== Segment start ==

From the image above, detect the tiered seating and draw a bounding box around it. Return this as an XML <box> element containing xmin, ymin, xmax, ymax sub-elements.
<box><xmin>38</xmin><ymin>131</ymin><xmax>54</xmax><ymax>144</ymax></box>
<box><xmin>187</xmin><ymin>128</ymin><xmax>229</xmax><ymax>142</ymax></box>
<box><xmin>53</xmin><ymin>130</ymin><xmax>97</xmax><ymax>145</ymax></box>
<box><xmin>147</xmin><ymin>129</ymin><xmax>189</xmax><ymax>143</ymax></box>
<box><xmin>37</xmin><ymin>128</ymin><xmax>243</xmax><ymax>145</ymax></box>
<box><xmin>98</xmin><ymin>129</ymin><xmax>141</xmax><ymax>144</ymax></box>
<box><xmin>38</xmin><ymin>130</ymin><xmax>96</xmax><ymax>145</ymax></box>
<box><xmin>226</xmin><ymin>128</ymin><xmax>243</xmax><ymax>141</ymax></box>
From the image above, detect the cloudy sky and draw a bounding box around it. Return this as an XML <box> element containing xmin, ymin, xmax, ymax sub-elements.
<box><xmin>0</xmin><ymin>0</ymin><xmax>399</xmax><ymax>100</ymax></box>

== Segment end ==

• What is expected: Complete, exact output of the records is expected.

• Exercise answer:
From the image above, detect the tiered seating and draw a bounding box around it. Return this as an XML <box> element containing xmin, ymin, xmax, ymax sub-elements.
<box><xmin>38</xmin><ymin>131</ymin><xmax>54</xmax><ymax>144</ymax></box>
<box><xmin>187</xmin><ymin>128</ymin><xmax>229</xmax><ymax>142</ymax></box>
<box><xmin>53</xmin><ymin>130</ymin><xmax>97</xmax><ymax>145</ymax></box>
<box><xmin>147</xmin><ymin>129</ymin><xmax>189</xmax><ymax>143</ymax></box>
<box><xmin>37</xmin><ymin>128</ymin><xmax>243</xmax><ymax>145</ymax></box>
<box><xmin>98</xmin><ymin>129</ymin><xmax>141</xmax><ymax>144</ymax></box>
<box><xmin>38</xmin><ymin>130</ymin><xmax>96</xmax><ymax>145</ymax></box>
<box><xmin>226</xmin><ymin>128</ymin><xmax>243</xmax><ymax>141</ymax></box>
From the image above, detect the cloudy sky and draw a bounding box around it. Return this as an XML <box> element containing xmin, ymin, xmax, ymax sub-elements.
<box><xmin>0</xmin><ymin>0</ymin><xmax>399</xmax><ymax>100</ymax></box>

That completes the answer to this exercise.